Data listing:
....

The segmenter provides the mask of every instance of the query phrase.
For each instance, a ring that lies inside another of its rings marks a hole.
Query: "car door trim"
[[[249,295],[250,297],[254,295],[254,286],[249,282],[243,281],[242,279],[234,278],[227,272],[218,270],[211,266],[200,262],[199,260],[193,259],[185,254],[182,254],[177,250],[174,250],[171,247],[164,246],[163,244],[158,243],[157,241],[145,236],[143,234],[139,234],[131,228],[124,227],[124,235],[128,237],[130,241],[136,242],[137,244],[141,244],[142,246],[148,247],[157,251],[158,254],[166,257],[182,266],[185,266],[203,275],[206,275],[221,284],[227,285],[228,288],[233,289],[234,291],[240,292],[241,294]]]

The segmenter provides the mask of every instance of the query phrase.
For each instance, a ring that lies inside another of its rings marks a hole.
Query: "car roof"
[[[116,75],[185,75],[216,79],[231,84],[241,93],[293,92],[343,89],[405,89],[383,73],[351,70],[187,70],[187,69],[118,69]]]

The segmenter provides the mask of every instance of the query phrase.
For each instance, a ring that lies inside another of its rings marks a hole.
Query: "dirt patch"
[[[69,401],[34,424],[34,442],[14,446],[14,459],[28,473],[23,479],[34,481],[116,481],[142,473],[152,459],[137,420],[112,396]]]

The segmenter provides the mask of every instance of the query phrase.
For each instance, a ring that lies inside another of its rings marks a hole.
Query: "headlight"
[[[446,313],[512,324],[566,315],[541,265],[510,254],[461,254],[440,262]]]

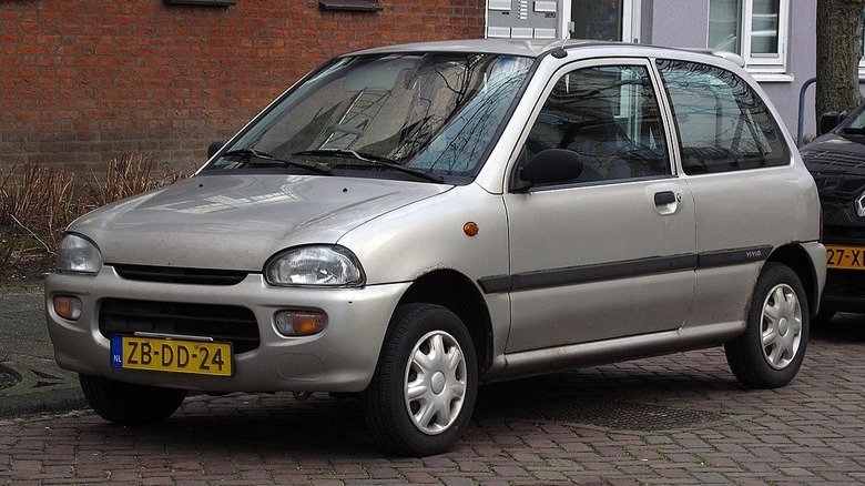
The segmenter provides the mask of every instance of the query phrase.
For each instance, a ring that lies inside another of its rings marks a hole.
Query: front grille
[[[865,297],[865,271],[830,269],[823,292],[834,296]]]
[[[99,331],[108,338],[135,332],[206,336],[232,343],[235,353],[260,343],[255,314],[236,305],[108,298],[100,308]]]
[[[234,270],[179,269],[173,266],[114,265],[121,279],[143,282],[183,283],[196,285],[235,285],[247,272]]]

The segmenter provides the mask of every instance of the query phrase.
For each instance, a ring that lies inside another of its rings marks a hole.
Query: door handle
[[[654,193],[654,205],[662,206],[666,204],[672,204],[676,200],[675,193],[673,191],[661,191]]]

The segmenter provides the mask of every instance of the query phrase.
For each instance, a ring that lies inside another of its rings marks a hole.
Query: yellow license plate
[[[115,368],[232,376],[232,345],[212,341],[113,336],[111,365]]]
[[[865,270],[865,246],[826,245],[826,266]]]

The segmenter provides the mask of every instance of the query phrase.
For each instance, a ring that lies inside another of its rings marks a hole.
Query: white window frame
[[[710,0],[711,1],[711,0]],[[790,81],[787,73],[787,42],[790,37],[790,3],[791,0],[778,0],[777,51],[773,53],[752,53],[754,0],[740,0],[740,52],[745,61],[745,69],[759,81]],[[709,31],[706,30],[706,45]]]

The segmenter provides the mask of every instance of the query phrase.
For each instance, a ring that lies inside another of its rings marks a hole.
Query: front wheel
[[[364,392],[366,422],[389,453],[442,453],[466,429],[477,384],[475,347],[459,317],[438,305],[400,306]]]
[[[79,382],[93,411],[118,425],[144,425],[171,416],[186,397],[185,389],[136,385],[80,374]]]
[[[767,262],[757,279],[744,334],[724,345],[733,374],[751,388],[790,383],[805,358],[808,305],[788,266]]]

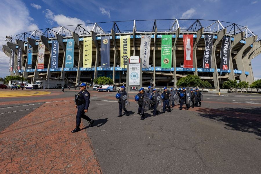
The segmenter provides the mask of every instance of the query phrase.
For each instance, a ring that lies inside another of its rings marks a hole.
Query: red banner
[[[184,46],[183,68],[193,67],[193,35],[183,35]]]

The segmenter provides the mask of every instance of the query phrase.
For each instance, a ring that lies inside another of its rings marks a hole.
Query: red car
[[[1,88],[2,89],[3,89],[4,88],[5,89],[6,89],[7,88],[7,86],[6,85],[0,84],[0,88]]]

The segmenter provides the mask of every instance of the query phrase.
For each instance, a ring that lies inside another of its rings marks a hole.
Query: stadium
[[[253,81],[251,60],[261,51],[260,39],[247,26],[214,20],[97,22],[6,37],[3,50],[10,57],[11,75],[69,79],[72,85],[104,76],[122,85],[126,59],[137,56],[142,61],[141,86],[175,86],[191,74],[218,90],[228,80]]]

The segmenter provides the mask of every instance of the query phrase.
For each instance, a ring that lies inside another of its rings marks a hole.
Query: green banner
[[[172,35],[162,35],[161,38],[161,68],[171,68]]]

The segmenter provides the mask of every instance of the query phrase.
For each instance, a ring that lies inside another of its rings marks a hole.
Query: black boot
[[[78,131],[80,131],[81,130],[81,129],[80,128],[80,125],[77,125],[76,127],[75,128],[72,130],[72,131],[71,132],[72,133],[74,133],[75,132],[78,132]]]

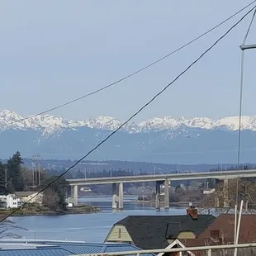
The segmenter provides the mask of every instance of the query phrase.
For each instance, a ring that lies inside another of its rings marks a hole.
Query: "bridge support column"
[[[118,200],[119,200],[119,210],[124,209],[124,184],[123,183],[119,183],[119,193],[118,193]]]
[[[155,183],[155,210],[160,211],[160,182]]]
[[[230,206],[229,200],[229,180],[227,178],[224,179],[223,185],[223,207],[228,208]]]
[[[116,183],[112,184],[112,210],[116,210]]]
[[[73,205],[77,206],[78,205],[78,185],[73,186]]]
[[[167,178],[164,181],[164,210],[168,211],[169,206],[169,180]]]

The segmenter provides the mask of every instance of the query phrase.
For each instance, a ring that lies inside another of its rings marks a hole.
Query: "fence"
[[[122,251],[104,254],[80,254],[79,256],[123,256],[140,254],[164,254],[168,256],[200,255],[200,256],[231,256],[234,255],[235,249],[237,248],[237,255],[253,256],[256,255],[256,244],[225,244],[214,246],[199,246],[187,248],[173,248],[162,249],[147,249],[137,251]]]

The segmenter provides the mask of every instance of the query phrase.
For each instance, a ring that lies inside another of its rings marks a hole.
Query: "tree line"
[[[65,201],[69,197],[69,183],[64,178],[59,178],[56,182],[56,175],[40,170],[41,183],[33,185],[32,171],[23,165],[23,159],[19,151],[8,159],[7,164],[0,161],[0,194],[15,193],[22,191],[44,191],[43,205],[52,210],[65,208]],[[50,185],[49,185],[50,184]]]

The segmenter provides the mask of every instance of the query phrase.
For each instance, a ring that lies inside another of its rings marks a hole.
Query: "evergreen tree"
[[[56,176],[45,178],[42,183],[42,187],[46,187],[55,180]],[[69,183],[63,177],[47,187],[44,192],[43,203],[52,210],[65,209]]]
[[[5,165],[0,162],[0,193],[5,194],[6,193],[6,187],[5,187]]]
[[[10,184],[10,192],[23,191],[24,189],[23,177],[21,172],[22,164],[22,158],[19,151],[17,151],[11,159],[8,159],[7,180]]]

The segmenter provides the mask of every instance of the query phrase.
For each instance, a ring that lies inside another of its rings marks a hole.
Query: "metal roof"
[[[1,256],[68,256],[72,253],[59,248],[36,248],[36,249],[0,249]]]
[[[0,243],[2,256],[66,256],[86,254],[101,254],[111,252],[135,251],[139,248],[129,244],[88,244],[72,242],[27,241],[21,243],[13,241]],[[152,256],[148,254],[146,256]]]

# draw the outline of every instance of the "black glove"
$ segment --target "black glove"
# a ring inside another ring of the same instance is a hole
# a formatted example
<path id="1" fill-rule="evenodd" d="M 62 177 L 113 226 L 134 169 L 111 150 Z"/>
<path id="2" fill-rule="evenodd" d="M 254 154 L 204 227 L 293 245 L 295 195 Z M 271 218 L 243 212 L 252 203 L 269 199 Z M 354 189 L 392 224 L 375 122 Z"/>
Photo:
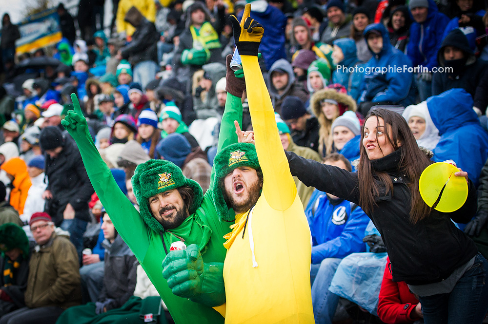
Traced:
<path id="1" fill-rule="evenodd" d="M 487 222 L 488 212 L 481 212 L 468 223 L 464 228 L 464 232 L 470 236 L 479 236 Z"/>
<path id="2" fill-rule="evenodd" d="M 376 234 L 366 235 L 363 239 L 363 242 L 368 245 L 369 247 L 369 251 L 374 253 L 381 253 L 386 251 L 386 247 L 385 246 L 383 240 L 380 235 Z"/>

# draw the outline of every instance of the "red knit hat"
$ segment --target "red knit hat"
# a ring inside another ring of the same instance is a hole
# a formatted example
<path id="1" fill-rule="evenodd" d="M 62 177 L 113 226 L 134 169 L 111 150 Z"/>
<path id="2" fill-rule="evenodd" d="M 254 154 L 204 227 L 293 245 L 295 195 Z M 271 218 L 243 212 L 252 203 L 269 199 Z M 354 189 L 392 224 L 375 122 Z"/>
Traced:
<path id="1" fill-rule="evenodd" d="M 32 226 L 32 224 L 38 221 L 45 221 L 46 222 L 52 222 L 53 220 L 47 213 L 45 212 L 35 212 L 32 214 L 31 220 L 29 221 L 29 226 Z"/>

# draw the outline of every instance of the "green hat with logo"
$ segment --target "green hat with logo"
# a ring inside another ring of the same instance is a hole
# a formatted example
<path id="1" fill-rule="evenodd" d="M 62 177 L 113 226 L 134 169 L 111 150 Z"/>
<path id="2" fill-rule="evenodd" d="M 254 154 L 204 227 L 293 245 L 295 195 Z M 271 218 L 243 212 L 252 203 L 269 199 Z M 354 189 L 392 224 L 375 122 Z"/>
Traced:
<path id="1" fill-rule="evenodd" d="M 236 143 L 224 147 L 215 156 L 214 170 L 215 179 L 212 188 L 214 203 L 221 220 L 232 221 L 228 212 L 229 207 L 224 198 L 224 179 L 234 169 L 241 167 L 249 167 L 261 171 L 256 147 L 250 143 Z"/>
<path id="2" fill-rule="evenodd" d="M 193 214 L 202 204 L 203 193 L 200 185 L 183 175 L 182 170 L 173 162 L 165 160 L 149 160 L 136 168 L 132 177 L 134 194 L 139 205 L 140 212 L 144 222 L 157 233 L 164 229 L 153 216 L 149 208 L 149 198 L 158 193 L 187 186 L 193 191 L 193 201 L 188 206 Z"/>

....

EXERCISE DIRECTIONS
Return each line from the data listing above that contains the string "with".

SOLUTION TO THIS TASK
# draw the outline of every instance of the "green hat with logo"
$ segment --target "green hat with logo"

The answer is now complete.